■ Provided entries
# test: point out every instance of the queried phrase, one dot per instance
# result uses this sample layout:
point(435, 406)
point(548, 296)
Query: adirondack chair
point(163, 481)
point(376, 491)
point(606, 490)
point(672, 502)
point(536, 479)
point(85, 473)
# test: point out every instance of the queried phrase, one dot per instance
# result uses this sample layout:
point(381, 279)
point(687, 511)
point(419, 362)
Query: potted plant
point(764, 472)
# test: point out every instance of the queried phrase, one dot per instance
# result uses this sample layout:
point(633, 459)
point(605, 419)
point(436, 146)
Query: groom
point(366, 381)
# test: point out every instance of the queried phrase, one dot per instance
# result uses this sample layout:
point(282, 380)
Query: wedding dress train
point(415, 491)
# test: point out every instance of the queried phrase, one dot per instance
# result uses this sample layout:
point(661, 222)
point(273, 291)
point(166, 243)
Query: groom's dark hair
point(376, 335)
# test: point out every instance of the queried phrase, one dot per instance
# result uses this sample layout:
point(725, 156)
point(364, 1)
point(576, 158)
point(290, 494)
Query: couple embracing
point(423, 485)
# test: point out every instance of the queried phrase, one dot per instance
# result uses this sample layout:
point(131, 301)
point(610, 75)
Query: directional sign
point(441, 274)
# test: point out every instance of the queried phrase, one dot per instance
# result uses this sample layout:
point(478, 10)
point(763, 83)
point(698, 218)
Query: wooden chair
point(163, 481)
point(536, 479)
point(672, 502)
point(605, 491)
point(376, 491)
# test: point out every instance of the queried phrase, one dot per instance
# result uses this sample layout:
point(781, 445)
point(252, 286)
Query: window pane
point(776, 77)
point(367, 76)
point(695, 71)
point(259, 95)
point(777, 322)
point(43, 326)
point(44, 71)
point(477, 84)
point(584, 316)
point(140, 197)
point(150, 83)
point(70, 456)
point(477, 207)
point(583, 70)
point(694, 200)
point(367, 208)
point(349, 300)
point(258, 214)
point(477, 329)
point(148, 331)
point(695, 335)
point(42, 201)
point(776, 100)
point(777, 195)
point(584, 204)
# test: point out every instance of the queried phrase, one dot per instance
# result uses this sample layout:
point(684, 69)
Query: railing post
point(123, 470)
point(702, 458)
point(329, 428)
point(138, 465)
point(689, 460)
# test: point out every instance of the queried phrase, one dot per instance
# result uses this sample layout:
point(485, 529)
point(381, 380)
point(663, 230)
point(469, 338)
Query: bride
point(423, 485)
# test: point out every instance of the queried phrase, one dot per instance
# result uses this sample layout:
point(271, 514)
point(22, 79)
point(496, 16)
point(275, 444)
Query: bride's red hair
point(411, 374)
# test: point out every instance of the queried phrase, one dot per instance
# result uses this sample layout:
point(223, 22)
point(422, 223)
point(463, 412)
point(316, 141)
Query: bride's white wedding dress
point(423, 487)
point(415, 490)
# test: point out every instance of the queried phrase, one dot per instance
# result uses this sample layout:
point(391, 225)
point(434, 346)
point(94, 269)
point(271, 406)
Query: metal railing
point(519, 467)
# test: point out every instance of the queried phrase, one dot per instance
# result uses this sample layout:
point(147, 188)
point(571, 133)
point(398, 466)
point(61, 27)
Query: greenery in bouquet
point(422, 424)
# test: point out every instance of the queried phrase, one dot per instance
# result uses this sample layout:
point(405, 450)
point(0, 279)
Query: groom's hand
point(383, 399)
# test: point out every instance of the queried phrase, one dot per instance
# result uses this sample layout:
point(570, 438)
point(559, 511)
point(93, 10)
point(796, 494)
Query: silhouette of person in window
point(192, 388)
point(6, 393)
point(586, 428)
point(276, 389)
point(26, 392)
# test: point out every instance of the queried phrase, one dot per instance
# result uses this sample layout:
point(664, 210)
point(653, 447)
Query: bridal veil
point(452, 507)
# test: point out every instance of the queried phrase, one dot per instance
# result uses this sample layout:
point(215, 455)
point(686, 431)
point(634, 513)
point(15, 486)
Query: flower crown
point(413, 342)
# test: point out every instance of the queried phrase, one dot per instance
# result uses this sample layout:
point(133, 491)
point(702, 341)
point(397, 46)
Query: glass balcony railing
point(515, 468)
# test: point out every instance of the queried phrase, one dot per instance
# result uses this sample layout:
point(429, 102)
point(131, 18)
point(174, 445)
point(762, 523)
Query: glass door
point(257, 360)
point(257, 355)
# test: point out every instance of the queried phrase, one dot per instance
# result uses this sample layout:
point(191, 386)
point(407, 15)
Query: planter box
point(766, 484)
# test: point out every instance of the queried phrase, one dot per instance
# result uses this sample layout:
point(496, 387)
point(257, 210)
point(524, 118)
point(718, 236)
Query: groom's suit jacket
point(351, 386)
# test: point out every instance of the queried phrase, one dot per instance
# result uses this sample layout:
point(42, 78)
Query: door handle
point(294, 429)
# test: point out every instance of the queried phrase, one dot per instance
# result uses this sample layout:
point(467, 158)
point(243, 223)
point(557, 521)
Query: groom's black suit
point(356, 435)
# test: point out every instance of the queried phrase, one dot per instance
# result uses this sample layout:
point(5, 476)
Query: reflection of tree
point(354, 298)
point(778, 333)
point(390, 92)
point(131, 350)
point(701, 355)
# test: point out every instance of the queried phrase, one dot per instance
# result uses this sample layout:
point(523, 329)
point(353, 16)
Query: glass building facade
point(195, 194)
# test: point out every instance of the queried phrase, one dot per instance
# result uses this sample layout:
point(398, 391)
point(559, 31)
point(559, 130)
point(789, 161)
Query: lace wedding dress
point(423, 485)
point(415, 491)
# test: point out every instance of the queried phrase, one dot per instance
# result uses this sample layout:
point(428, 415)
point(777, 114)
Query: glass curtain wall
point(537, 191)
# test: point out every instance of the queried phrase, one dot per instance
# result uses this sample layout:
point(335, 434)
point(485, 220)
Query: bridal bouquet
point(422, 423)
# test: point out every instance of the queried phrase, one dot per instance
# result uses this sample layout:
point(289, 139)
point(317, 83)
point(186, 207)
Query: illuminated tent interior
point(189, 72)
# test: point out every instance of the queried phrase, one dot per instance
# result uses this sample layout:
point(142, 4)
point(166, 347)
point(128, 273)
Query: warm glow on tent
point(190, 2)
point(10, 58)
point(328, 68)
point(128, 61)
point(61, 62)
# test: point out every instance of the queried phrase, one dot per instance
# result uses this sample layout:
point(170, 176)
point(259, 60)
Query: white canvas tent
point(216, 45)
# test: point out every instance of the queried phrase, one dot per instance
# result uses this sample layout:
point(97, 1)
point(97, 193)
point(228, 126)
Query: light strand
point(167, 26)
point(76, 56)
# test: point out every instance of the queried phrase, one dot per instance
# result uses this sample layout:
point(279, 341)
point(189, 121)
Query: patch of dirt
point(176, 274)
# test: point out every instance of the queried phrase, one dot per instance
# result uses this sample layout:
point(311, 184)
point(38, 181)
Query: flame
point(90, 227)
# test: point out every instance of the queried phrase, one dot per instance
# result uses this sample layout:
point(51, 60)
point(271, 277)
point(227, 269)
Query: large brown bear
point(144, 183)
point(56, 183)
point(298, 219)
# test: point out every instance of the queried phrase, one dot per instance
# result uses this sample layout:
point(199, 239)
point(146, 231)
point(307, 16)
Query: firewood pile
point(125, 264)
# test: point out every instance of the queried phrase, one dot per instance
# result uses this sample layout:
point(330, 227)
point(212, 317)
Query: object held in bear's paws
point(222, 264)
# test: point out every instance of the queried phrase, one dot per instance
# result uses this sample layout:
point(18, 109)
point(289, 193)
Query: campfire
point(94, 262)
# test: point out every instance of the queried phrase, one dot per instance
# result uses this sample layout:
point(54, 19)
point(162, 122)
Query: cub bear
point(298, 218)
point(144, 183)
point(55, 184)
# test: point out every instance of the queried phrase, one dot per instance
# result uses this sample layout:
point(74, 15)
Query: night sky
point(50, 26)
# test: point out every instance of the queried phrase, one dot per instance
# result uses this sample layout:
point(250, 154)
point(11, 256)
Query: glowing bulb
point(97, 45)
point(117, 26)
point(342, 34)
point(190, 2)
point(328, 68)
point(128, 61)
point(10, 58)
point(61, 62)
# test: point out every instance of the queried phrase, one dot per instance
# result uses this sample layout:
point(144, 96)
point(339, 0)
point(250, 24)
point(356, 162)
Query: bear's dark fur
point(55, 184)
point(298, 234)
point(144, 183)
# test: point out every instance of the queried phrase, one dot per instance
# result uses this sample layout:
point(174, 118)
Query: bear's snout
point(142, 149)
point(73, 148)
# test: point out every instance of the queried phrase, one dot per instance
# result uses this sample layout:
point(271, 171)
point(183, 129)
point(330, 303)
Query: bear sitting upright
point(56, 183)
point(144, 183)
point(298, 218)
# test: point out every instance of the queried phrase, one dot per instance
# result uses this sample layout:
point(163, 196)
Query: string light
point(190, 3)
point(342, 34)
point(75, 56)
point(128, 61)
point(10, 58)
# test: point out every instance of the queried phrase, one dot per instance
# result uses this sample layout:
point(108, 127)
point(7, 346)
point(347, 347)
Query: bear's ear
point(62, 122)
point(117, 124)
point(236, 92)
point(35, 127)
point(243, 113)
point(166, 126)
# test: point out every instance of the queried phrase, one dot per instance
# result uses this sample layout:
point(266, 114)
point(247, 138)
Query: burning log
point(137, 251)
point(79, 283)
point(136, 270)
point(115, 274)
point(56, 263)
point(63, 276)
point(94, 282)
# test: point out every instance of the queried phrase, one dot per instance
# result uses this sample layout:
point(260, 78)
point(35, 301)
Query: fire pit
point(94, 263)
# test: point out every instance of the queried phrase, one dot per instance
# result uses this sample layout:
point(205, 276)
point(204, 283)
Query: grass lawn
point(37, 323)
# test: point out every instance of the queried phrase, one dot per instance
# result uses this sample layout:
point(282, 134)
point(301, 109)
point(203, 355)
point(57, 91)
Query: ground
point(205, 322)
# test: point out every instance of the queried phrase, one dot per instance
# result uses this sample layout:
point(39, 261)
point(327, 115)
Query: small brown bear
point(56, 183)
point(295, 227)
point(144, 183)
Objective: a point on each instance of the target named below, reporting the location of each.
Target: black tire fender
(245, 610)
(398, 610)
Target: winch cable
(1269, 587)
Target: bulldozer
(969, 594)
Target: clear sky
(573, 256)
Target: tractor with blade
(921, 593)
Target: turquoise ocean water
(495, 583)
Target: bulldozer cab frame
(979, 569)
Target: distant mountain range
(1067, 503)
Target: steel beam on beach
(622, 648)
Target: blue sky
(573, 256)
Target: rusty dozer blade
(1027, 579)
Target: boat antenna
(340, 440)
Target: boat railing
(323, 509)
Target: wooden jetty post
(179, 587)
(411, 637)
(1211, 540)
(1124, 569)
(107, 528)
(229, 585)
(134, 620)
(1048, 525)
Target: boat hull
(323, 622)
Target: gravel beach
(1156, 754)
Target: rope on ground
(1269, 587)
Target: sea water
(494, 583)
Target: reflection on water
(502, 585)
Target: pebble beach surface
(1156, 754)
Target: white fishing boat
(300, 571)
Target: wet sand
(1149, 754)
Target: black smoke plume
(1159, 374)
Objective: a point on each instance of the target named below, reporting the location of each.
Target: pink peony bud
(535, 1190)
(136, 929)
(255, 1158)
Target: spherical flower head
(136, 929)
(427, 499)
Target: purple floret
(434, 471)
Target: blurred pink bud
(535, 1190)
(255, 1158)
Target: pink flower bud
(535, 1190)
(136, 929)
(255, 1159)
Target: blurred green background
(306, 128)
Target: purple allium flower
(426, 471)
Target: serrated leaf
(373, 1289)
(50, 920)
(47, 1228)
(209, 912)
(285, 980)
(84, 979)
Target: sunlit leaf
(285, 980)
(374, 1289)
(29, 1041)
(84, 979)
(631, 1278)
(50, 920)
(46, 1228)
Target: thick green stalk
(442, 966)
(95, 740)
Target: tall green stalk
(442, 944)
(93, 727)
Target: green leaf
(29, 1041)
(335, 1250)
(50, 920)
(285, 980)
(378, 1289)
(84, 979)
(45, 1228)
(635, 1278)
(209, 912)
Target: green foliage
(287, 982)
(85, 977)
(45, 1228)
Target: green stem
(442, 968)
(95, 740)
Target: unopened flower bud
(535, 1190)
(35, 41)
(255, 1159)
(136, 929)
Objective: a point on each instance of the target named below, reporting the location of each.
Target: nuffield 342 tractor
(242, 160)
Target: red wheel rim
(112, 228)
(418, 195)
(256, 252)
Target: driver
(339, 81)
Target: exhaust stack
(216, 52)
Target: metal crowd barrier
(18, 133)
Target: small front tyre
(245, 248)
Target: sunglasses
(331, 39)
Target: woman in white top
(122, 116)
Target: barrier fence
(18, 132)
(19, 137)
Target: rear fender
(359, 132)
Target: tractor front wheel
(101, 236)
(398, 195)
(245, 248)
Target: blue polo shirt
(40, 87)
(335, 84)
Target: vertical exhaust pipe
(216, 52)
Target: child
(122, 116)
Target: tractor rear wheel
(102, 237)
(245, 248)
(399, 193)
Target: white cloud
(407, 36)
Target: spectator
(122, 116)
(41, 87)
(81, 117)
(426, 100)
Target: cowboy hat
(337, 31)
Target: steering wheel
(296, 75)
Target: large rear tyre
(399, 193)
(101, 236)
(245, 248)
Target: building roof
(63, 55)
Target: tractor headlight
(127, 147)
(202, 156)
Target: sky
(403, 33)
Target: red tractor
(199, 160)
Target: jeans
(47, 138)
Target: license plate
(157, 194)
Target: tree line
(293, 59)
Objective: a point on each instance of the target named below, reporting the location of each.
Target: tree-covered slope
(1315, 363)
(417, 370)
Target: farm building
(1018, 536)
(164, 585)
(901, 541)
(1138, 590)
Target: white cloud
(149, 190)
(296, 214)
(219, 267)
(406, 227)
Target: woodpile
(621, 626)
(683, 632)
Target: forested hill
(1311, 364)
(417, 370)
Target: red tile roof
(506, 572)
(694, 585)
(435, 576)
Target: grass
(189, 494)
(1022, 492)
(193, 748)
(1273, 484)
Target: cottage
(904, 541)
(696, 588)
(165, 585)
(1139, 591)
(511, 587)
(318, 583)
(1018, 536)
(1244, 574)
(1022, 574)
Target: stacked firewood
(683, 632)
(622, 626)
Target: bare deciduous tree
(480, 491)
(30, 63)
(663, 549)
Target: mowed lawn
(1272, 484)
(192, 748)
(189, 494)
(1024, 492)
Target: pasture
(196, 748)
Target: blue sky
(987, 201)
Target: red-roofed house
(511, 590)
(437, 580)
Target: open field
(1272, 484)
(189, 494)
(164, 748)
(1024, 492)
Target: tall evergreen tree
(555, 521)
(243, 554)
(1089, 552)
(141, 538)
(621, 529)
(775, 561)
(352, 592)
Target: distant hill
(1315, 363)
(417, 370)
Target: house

■ Task prompt
Retype exactly, and only, the lines above from the one where "Query: bride's white wedding dress" occurs up to and including the one where "point(796, 494)" occurs.

■ Answer space
Query: bride's white wedding dress
point(423, 487)
point(415, 490)
# test: point out every instance of the queried phrase, one dot per instance
# result uses this sample layout:
point(391, 225)
point(434, 346)
point(94, 269)
point(271, 406)
Query: metal railing
point(519, 467)
# test: point out every instance of the queried phrase, one dot per instance
# result uses this sample layout:
point(147, 188)
point(571, 133)
point(398, 466)
point(61, 27)
Query: greenery in bouquet
point(422, 424)
# test: point out every instance of the queried phrase, one dot per instance
# result uses this sample layout:
point(405, 450)
point(0, 279)
Query: groom's hand
point(383, 399)
# test: point out every instance of the queried phrase, one dot per instance
# result uses this sample layout:
point(570, 438)
point(559, 511)
point(93, 10)
point(796, 494)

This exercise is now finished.